> _REQUEST_
Rescale the listing from its first line through the line containing "3 95 260 166", both included: write out every line again, multiplying each bounding-box coordinate by 1.05 and rounding to whole numbers, with halves rounded up. Keep all other text unchanged.

Begin DATASET

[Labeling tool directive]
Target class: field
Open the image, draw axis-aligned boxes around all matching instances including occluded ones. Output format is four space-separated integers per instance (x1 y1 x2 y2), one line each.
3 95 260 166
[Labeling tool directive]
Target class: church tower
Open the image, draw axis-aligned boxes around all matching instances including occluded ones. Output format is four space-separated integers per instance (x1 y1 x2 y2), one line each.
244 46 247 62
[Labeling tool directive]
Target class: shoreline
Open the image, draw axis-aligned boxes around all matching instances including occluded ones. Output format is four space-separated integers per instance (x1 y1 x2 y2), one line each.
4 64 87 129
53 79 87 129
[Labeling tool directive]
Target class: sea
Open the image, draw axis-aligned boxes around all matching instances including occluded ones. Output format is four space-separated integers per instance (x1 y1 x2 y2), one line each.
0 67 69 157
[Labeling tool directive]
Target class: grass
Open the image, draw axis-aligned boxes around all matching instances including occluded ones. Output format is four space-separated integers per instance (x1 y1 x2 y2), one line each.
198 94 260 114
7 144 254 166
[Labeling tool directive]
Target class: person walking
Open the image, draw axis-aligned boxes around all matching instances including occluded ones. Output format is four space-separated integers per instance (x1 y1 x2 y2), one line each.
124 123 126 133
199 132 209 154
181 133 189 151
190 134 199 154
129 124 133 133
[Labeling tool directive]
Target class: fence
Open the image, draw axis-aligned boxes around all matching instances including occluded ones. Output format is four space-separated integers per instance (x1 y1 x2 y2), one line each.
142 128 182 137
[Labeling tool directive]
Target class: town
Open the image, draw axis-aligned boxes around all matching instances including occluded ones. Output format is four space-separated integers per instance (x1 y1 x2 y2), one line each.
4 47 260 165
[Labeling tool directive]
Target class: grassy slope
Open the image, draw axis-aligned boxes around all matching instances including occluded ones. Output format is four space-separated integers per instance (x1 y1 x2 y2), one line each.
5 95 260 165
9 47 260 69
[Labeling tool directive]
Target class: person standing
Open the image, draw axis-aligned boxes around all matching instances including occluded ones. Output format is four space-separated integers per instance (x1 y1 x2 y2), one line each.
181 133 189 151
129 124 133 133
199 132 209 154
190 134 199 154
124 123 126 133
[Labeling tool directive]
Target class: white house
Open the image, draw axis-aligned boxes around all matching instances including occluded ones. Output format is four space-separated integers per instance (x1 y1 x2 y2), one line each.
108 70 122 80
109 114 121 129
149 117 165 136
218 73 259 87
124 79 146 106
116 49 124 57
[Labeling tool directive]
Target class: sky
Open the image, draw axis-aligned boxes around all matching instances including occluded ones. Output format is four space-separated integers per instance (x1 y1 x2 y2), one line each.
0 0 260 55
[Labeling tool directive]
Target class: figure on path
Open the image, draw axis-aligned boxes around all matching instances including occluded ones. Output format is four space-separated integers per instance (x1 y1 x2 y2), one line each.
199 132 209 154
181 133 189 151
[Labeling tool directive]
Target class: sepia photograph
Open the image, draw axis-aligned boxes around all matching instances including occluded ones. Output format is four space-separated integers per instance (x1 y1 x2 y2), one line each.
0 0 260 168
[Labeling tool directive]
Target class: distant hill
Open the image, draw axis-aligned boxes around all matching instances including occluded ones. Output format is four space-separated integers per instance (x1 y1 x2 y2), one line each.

End DATASET

> _EXERCISE OUTPUT_
[Labeling tool directive]
Target class: field
Open the image, draw axis-aligned boxes around all matching instances including occluded ones. Output format is four space-separated integers per instance (x1 y1 x2 y2), one line each.
3 100 273 174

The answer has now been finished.